==== The input ====

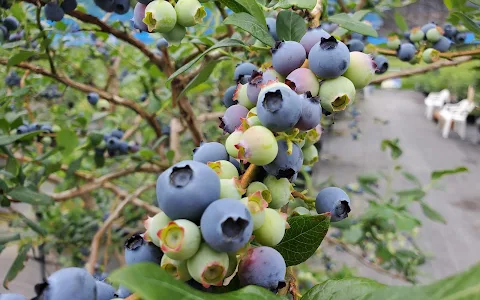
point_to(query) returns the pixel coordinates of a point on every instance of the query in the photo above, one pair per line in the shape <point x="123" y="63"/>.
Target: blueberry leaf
<point x="150" y="282"/>
<point x="290" y="26"/>
<point x="251" y="25"/>
<point x="303" y="238"/>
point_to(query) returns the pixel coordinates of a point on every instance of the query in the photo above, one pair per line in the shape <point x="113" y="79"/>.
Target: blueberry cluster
<point x="114" y="145"/>
<point x="55" y="10"/>
<point x="169" y="20"/>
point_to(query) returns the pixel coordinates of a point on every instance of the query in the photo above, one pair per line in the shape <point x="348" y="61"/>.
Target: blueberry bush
<point x="179" y="144"/>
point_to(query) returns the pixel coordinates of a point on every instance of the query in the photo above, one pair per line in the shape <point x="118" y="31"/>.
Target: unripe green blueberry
<point x="154" y="225"/>
<point x="256" y="204"/>
<point x="361" y="69"/>
<point x="224" y="169"/>
<point x="393" y="42"/>
<point x="242" y="97"/>
<point x="435" y="34"/>
<point x="208" y="266"/>
<point x="231" y="188"/>
<point x="160" y="16"/>
<point x="180" y="239"/>
<point x="257" y="146"/>
<point x="430" y="55"/>
<point x="280" y="189"/>
<point x="189" y="12"/>
<point x="233" y="139"/>
<point x="416" y="34"/>
<point x="176" y="35"/>
<point x="310" y="155"/>
<point x="177" y="269"/>
<point x="336" y="94"/>
<point x="272" y="230"/>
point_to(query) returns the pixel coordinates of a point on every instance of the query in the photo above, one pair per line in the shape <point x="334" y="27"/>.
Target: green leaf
<point x="201" y="77"/>
<point x="440" y="173"/>
<point x="19" y="57"/>
<point x="303" y="238"/>
<point x="8" y="139"/>
<point x="469" y="23"/>
<point x="26" y="195"/>
<point x="351" y="24"/>
<point x="222" y="44"/>
<point x="67" y="140"/>
<point x="249" y="6"/>
<point x="150" y="282"/>
<point x="432" y="214"/>
<point x="400" y="21"/>
<point x="251" y="25"/>
<point x="290" y="26"/>
<point x="307" y="4"/>
<point x="17" y="265"/>
<point x="343" y="289"/>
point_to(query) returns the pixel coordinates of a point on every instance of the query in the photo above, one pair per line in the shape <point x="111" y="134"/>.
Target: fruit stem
<point x="247" y="177"/>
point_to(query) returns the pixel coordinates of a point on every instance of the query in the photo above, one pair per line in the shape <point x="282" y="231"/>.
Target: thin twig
<point x="98" y="235"/>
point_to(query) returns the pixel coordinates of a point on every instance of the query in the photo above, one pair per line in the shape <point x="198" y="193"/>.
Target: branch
<point x="115" y="99"/>
<point x="421" y="70"/>
<point x="98" y="235"/>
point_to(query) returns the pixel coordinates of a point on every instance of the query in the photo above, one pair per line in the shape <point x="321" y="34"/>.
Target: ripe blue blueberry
<point x="334" y="201"/>
<point x="186" y="189"/>
<point x="226" y="225"/>
<point x="285" y="165"/>
<point x="138" y="250"/>
<point x="288" y="56"/>
<point x="329" y="58"/>
<point x="208" y="152"/>
<point x="263" y="266"/>
<point x="68" y="283"/>
<point x="53" y="12"/>
<point x="278" y="107"/>
<point x="104" y="291"/>
<point x="242" y="70"/>
<point x="406" y="52"/>
<point x="313" y="36"/>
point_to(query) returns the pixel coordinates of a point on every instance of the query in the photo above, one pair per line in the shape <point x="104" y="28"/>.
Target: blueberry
<point x="334" y="201"/>
<point x="186" y="189"/>
<point x="11" y="23"/>
<point x="228" y="96"/>
<point x="288" y="56"/>
<point x="68" y="5"/>
<point x="311" y="112"/>
<point x="226" y="225"/>
<point x="278" y="107"/>
<point x="138" y="250"/>
<point x="68" y="283"/>
<point x="355" y="45"/>
<point x="329" y="58"/>
<point x="53" y="12"/>
<point x="263" y="266"/>
<point x="272" y="27"/>
<point x="285" y="165"/>
<point x="382" y="64"/>
<point x="313" y="36"/>
<point x="443" y="45"/>
<point x="92" y="98"/>
<point x="231" y="120"/>
<point x="104" y="291"/>
<point x="208" y="152"/>
<point x="406" y="52"/>
<point x="121" y="6"/>
<point x="242" y="70"/>
<point x="12" y="297"/>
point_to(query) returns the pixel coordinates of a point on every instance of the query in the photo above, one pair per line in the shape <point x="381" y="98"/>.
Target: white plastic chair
<point x="436" y="100"/>
<point x="456" y="114"/>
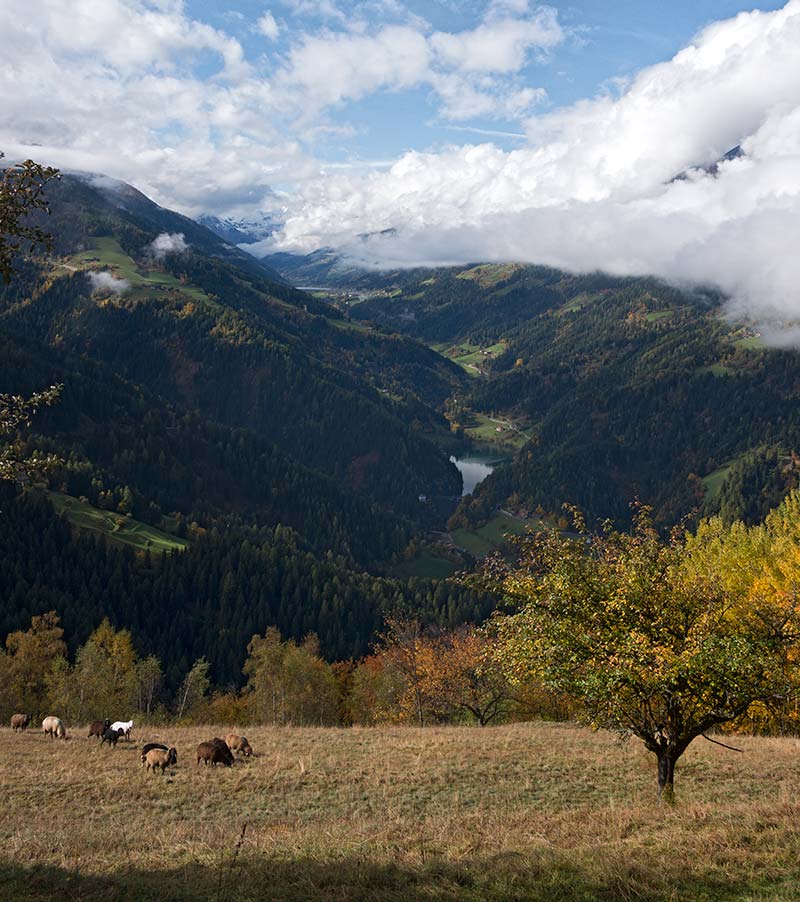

====

## Work instructions
Every line above should be repeated exactly; pictures stay out of the copy.

## Solution to the exercise
point_to(query) returns the pixel coordinates of a point on every instance of the query in the photo above, one pair per line in the shape <point x="123" y="63"/>.
Target: blueberry leaf
<point x="150" y="282"/>
<point x="290" y="26"/>
<point x="251" y="25"/>
<point x="303" y="238"/>
point_to(query) returns the pixel coordinates of a point on every instance of the query in the photo above, one pair per line in the shape <point x="113" y="79"/>.
Target: blueberry cluster
<point x="114" y="145"/>
<point x="55" y="10"/>
<point x="169" y="20"/>
point_to(query) returns the pixel coordinates of a point on every instance of the query in the photo above, one pair per line in the shape <point x="348" y="61"/>.
Target: blueberry bush
<point x="179" y="144"/>
point_to(query) returns the pixel coordinates of a point on every instance of the query in the photo above, one pair per line in the shape <point x="118" y="31"/>.
Target: unripe green blueberry
<point x="154" y="225"/>
<point x="256" y="204"/>
<point x="361" y="69"/>
<point x="224" y="169"/>
<point x="393" y="42"/>
<point x="242" y="97"/>
<point x="435" y="34"/>
<point x="208" y="266"/>
<point x="231" y="188"/>
<point x="160" y="16"/>
<point x="180" y="239"/>
<point x="257" y="146"/>
<point x="430" y="55"/>
<point x="280" y="189"/>
<point x="189" y="12"/>
<point x="233" y="139"/>
<point x="416" y="34"/>
<point x="176" y="35"/>
<point x="310" y="155"/>
<point x="177" y="269"/>
<point x="336" y="94"/>
<point x="272" y="230"/>
point_to(query) returns the pixel coordinates of a point on every instance of the query in the photo above, one pair per line in the shape <point x="334" y="27"/>.
Target: green leaf
<point x="201" y="77"/>
<point x="440" y="173"/>
<point x="19" y="57"/>
<point x="303" y="238"/>
<point x="8" y="139"/>
<point x="469" y="23"/>
<point x="26" y="195"/>
<point x="351" y="24"/>
<point x="222" y="44"/>
<point x="67" y="140"/>
<point x="249" y="6"/>
<point x="150" y="282"/>
<point x="432" y="214"/>
<point x="400" y="21"/>
<point x="251" y="25"/>
<point x="290" y="26"/>
<point x="307" y="4"/>
<point x="17" y="265"/>
<point x="343" y="289"/>
point_to(query) returns the pixel coordinates of a point on every instance of the query in the photo above, one pair per line in the shape <point x="111" y="134"/>.
Target: fruit stem
<point x="247" y="177"/>
point_to(query) returns the pixel coordinates of a point on every instance of the query in the photo above, one pair per line in the shape <point x="282" y="231"/>.
Target: thin twig
<point x="98" y="235"/>
point_to(query) returns the pixel coordinates of a point on every instance of the query in the photo above, one pair per line in the shape <point x="198" y="193"/>.
Target: branch
<point x="115" y="99"/>
<point x="421" y="70"/>
<point x="98" y="235"/>
point_to(query) returns the pixel coordinates of a point on every instance of the query in the photo above, one pair per line in the shape <point x="321" y="34"/>.
Target: ripe blue blueberry
<point x="334" y="201"/>
<point x="186" y="189"/>
<point x="226" y="225"/>
<point x="285" y="165"/>
<point x="138" y="250"/>
<point x="288" y="56"/>
<point x="329" y="58"/>
<point x="208" y="152"/>
<point x="263" y="266"/>
<point x="68" y="283"/>
<point x="53" y="12"/>
<point x="278" y="107"/>
<point x="104" y="291"/>
<point x="242" y="70"/>
<point x="406" y="52"/>
<point x="313" y="36"/>
point_to(query) returns the pixel coordinates of a point on every instance of the query in the photo above, one pair per line in the shape <point x="104" y="28"/>.
Target: blueberry
<point x="334" y="201"/>
<point x="186" y="189"/>
<point x="11" y="23"/>
<point x="228" y="96"/>
<point x="288" y="56"/>
<point x="68" y="5"/>
<point x="311" y="112"/>
<point x="226" y="225"/>
<point x="278" y="107"/>
<point x="138" y="250"/>
<point x="68" y="283"/>
<point x="355" y="45"/>
<point x="329" y="58"/>
<point x="53" y="12"/>
<point x="263" y="266"/>
<point x="272" y="27"/>
<point x="285" y="165"/>
<point x="382" y="64"/>
<point x="313" y="36"/>
<point x="443" y="45"/>
<point x="92" y="98"/>
<point x="231" y="120"/>
<point x="104" y="291"/>
<point x="208" y="152"/>
<point x="406" y="52"/>
<point x="121" y="6"/>
<point x="242" y="70"/>
<point x="12" y="297"/>
point_to(query) returns the pixel coordinates of a point on every instance of the query in the photo above, one pair per line in the shape <point x="381" y="98"/>.
Target: white plastic chair
<point x="436" y="100"/>
<point x="456" y="114"/>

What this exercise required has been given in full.